### MATERIAL FOR THE TASK
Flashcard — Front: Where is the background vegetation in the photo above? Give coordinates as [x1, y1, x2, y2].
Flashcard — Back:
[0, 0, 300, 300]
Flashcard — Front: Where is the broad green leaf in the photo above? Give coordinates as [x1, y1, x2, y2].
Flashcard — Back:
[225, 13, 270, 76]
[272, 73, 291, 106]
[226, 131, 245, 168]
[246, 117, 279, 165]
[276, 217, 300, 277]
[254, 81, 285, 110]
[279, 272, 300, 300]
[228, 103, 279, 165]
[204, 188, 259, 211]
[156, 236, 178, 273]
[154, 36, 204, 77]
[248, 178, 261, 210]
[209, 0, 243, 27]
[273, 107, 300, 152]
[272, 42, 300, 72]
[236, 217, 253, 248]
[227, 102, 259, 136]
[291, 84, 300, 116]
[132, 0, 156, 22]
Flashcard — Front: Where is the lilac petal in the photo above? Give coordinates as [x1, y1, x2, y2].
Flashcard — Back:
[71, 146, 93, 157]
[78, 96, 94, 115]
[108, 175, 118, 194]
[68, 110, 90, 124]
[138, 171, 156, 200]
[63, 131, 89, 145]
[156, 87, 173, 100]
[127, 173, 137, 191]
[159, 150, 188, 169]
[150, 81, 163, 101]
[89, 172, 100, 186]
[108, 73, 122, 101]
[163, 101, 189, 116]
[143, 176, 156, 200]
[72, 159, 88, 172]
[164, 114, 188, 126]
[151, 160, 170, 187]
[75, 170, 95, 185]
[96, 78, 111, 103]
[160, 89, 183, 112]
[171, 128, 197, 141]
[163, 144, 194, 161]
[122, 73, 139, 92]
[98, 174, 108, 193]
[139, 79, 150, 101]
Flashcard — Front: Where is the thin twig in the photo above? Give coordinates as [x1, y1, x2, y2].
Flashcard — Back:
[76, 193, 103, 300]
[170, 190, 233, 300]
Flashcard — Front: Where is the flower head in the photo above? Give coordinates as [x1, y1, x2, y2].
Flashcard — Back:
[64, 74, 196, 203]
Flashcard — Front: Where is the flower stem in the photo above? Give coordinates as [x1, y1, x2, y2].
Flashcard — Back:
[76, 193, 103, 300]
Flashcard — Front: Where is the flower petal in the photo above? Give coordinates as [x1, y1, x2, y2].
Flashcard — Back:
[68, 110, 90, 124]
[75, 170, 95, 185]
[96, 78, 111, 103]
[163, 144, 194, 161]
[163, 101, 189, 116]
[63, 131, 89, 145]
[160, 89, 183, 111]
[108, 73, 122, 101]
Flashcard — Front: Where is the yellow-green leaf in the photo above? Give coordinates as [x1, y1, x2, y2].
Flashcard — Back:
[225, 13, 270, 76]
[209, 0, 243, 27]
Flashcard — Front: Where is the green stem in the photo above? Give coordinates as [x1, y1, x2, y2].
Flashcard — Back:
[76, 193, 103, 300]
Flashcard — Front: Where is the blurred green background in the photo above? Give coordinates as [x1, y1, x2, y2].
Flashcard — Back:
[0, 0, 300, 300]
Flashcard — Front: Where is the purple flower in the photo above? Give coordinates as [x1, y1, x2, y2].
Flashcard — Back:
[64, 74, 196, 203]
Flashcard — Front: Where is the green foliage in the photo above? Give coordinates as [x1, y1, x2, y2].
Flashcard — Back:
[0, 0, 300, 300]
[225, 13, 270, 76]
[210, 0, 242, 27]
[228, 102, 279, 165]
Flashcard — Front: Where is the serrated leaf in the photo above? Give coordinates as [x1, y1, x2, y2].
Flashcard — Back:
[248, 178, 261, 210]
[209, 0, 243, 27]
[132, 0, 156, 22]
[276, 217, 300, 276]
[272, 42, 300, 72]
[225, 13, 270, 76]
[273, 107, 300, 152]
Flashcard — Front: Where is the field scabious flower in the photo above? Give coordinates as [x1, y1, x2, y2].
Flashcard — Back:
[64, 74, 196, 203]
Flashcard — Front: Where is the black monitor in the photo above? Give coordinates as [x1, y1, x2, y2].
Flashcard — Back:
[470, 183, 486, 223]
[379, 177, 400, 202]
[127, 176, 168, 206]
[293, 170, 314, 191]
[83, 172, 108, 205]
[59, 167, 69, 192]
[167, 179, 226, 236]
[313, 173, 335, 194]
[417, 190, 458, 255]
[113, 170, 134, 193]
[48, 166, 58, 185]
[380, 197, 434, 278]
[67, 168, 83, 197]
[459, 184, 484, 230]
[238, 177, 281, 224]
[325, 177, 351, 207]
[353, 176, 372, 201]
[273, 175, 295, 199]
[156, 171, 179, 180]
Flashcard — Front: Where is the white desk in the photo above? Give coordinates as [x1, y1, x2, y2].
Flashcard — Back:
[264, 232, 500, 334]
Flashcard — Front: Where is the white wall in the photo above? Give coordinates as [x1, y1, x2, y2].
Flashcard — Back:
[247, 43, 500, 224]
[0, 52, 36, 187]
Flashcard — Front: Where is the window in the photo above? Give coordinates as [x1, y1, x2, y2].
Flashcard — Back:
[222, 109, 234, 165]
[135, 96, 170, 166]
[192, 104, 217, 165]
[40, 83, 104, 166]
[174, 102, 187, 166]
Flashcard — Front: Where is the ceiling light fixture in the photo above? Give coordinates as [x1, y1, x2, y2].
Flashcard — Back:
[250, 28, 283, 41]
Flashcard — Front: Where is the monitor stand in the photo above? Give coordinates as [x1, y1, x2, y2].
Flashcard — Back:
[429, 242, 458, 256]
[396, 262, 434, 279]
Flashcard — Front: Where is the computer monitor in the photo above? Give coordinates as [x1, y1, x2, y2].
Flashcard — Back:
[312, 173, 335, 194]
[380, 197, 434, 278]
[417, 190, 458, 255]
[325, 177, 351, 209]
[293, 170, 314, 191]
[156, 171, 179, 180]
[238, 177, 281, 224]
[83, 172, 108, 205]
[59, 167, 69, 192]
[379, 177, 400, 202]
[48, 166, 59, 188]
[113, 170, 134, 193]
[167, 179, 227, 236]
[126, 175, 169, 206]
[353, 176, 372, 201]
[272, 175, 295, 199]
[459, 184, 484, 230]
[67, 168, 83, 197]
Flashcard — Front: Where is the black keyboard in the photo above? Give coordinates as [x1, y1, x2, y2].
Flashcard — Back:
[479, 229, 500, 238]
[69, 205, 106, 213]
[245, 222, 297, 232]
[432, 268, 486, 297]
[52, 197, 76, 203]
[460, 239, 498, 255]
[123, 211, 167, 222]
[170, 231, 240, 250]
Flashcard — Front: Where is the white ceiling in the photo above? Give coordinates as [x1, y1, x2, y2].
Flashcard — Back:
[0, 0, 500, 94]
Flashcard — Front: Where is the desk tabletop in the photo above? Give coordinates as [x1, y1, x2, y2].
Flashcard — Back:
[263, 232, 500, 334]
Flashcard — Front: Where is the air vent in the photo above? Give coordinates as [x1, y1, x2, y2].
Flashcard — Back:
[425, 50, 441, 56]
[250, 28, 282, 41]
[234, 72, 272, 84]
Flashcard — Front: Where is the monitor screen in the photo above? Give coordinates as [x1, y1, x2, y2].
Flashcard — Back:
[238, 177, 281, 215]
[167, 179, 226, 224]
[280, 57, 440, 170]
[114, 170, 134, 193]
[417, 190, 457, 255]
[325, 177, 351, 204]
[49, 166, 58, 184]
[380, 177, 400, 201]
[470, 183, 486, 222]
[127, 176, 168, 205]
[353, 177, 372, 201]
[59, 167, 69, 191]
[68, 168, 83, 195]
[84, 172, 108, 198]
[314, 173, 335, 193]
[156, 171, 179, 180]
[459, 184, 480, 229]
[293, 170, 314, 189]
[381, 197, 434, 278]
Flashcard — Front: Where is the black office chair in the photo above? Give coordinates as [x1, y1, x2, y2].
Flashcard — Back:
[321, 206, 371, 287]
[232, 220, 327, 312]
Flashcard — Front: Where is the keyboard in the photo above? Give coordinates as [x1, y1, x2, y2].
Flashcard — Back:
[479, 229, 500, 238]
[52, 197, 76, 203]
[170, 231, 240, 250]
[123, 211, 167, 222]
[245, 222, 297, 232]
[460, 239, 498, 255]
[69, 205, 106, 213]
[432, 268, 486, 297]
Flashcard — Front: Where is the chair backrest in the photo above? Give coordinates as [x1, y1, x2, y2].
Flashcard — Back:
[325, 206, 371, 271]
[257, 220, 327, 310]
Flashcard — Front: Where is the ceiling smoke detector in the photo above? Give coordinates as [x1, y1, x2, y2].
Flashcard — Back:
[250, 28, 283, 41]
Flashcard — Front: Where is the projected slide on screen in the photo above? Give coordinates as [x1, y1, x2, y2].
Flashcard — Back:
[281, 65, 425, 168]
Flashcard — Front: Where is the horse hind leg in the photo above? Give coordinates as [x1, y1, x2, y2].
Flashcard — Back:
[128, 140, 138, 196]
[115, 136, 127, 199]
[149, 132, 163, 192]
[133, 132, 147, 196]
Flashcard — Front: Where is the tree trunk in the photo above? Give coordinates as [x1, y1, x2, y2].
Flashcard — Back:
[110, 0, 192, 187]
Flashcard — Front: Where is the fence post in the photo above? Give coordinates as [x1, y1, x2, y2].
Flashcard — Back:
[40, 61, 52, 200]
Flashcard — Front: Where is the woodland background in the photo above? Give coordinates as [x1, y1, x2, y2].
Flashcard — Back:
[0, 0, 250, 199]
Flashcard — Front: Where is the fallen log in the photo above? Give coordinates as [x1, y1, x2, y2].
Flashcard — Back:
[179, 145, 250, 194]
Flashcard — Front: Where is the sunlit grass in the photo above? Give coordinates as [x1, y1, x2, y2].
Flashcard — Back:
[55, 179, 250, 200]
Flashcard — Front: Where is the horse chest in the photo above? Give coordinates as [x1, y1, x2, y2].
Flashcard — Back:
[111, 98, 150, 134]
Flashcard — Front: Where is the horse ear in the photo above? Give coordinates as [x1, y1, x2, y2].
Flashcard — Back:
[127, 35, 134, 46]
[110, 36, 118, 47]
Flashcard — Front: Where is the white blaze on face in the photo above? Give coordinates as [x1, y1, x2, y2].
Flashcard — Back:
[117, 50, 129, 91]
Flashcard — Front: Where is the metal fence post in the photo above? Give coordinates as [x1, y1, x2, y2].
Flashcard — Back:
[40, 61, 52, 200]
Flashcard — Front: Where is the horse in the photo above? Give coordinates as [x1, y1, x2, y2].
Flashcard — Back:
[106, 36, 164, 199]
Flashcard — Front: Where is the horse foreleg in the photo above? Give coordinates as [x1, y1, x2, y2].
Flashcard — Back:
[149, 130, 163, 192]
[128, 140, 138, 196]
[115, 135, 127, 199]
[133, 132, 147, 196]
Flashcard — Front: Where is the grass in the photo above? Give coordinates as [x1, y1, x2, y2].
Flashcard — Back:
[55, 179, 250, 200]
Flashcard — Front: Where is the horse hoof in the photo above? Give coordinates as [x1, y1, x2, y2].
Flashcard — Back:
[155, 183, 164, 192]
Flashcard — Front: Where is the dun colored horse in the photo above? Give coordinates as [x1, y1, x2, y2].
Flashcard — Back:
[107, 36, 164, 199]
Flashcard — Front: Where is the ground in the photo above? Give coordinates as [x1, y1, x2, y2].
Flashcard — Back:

### EXERCISE INSTRUCTIONS
Reproduce the part of the data that opens with the line containing "Flashcard — Front: Where is the green foliage" and closes with the line containing "[228, 102, 279, 165]", renaming "green foliage" to "leafy greenery" and keeping everything else unchanged.

### EXERCISE RESULT
Flashcard — Front: Where is the leafy greenery in the photo above? Give coordinates as [x1, y1, x2, y2].
Flashcard — Back:
[0, 0, 300, 300]
[225, 13, 270, 76]
[210, 0, 242, 27]
[228, 102, 279, 165]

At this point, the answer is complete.